Goal of the exercise: Can you output the material exactly as written, minus any pictures it holds?
+++++
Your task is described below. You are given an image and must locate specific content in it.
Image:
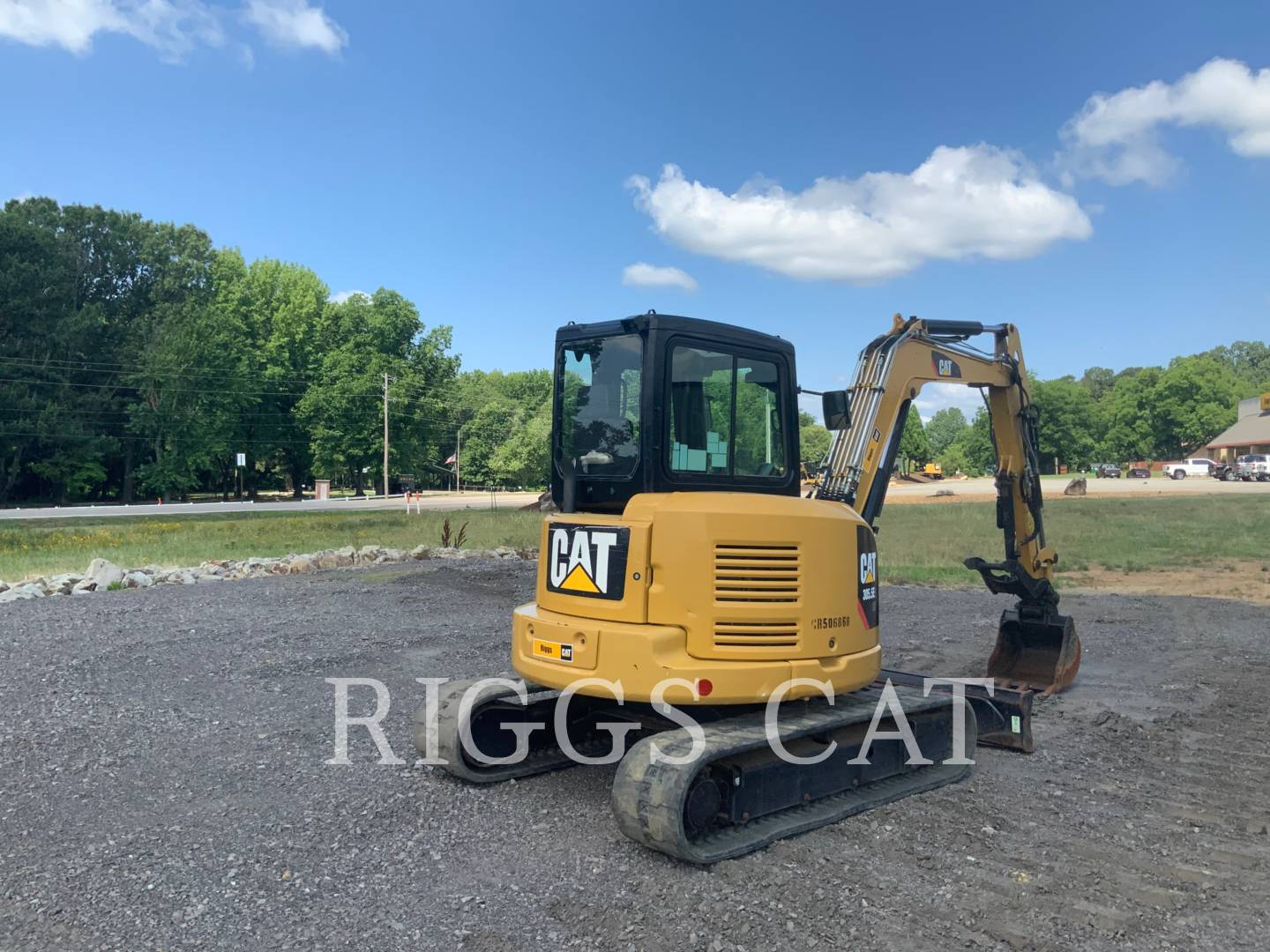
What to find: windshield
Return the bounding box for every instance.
[557,334,644,476]
[667,346,785,477]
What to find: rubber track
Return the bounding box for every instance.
[612,688,978,865]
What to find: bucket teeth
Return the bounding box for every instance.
[988,606,1080,697]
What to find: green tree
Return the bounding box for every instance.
[296,288,459,495]
[926,406,970,458]
[900,404,931,472]
[1080,367,1115,401]
[1152,355,1251,457]
[1097,367,1161,462]
[940,407,997,476]
[1031,377,1099,472]
[797,410,833,464]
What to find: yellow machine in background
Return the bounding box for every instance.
[421,312,1080,862]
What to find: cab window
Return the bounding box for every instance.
[667,344,786,479]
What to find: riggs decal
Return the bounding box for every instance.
[931,350,961,378]
[856,525,878,628]
[548,523,631,600]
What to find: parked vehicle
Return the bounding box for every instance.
[1213,461,1239,482]
[1161,457,1217,480]
[1239,453,1270,482]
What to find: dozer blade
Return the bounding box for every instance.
[988,603,1080,697]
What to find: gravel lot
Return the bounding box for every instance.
[0,561,1270,952]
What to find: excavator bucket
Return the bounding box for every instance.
[988,606,1080,697]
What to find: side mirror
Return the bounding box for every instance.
[820,390,851,430]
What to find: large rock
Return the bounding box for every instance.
[85,559,123,591]
[0,583,44,603]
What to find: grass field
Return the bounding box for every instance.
[0,509,541,582]
[0,496,1270,585]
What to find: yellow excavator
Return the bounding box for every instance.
[415,311,1080,863]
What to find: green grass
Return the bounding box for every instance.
[0,495,1270,585]
[0,509,542,582]
[878,495,1270,585]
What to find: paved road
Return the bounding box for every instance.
[886,477,1270,502]
[0,493,539,519]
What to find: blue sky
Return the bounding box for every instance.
[0,0,1270,421]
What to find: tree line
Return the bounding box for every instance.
[803,340,1270,475]
[0,198,551,505]
[0,198,1270,505]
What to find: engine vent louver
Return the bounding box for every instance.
[713,545,802,650]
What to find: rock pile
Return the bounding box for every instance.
[0,546,536,603]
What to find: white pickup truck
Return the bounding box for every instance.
[1161,458,1217,480]
[1239,453,1270,482]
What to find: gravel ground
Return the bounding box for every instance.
[0,562,1270,952]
+++++
Result of the task:
Your task is described below. You are given an image and must locate specific content in it.
Image:
What to find: windshield
Return the bounding box for every instance.
[557,334,644,476]
[667,346,785,477]
What to find: rubber track
Return the bounding box for every instance.
[612,688,978,865]
What to find: bucket teeth
Return the bounding box for every instance.
[988,606,1080,697]
What to find: green tree
Return the bounding box for every instance.
[296,288,459,495]
[926,406,970,458]
[900,404,931,472]
[1080,367,1115,401]
[1152,355,1251,457]
[1097,367,1161,462]
[940,407,997,476]
[1031,377,1099,472]
[797,410,833,464]
What to find: yellow machine in background
Return the bounding box for every instance.
[421,312,1080,862]
What to find: cab window
Return the bounding box for every instance.
[667,344,786,479]
What to find: riggs decal
Return the bounding box for every instance.
[931,350,961,378]
[856,525,878,628]
[548,523,631,600]
What to find: parked vehicle
Return the bounding box for every instance.
[1213,461,1239,482]
[1161,457,1217,480]
[1239,453,1270,482]
What to find: dozer blade
Return the bounding box for every instance.
[988,603,1080,697]
What to find: gravel lot
Return the bounding box for every instance.
[0,561,1270,952]
What to find: excavator bucket
Return the bounding box for every instance.
[988,606,1080,697]
What to find: side mirror
Return the bounding box for every instance.
[820,390,851,430]
What to find: large rock
Return the bounding box for every instance.
[85,559,123,591]
[0,583,44,603]
What to find: grass field
Return the bounding box for every instance.
[0,509,541,582]
[0,496,1270,585]
What to find: yellow excavator
Return the bounding box for every instance.
[415,311,1080,863]
What to find: green grass
Return the bounding box for every instance.
[0,495,1270,585]
[0,509,542,582]
[878,495,1270,585]
What to find: paved road
Return the bounding box for every instance.
[886,477,1270,502]
[0,493,539,519]
What to find: blue sky
Return the bounding box for every instance.
[0,0,1270,421]
What to find: tree line
Return the bounding box for every instance.
[803,340,1270,475]
[0,198,551,505]
[0,198,1270,505]
What to find: engine vent louver
Return the bounding box for every instance.
[713,545,802,650]
What to find: rock pile
Return the bounding box for every instance.
[0,546,536,603]
What to find: white pickup truck
Return the bounding box for every instance.
[1161,458,1217,480]
[1239,453,1270,482]
What to find: gravel ground
Return the bounding box for every instance.
[0,562,1270,952]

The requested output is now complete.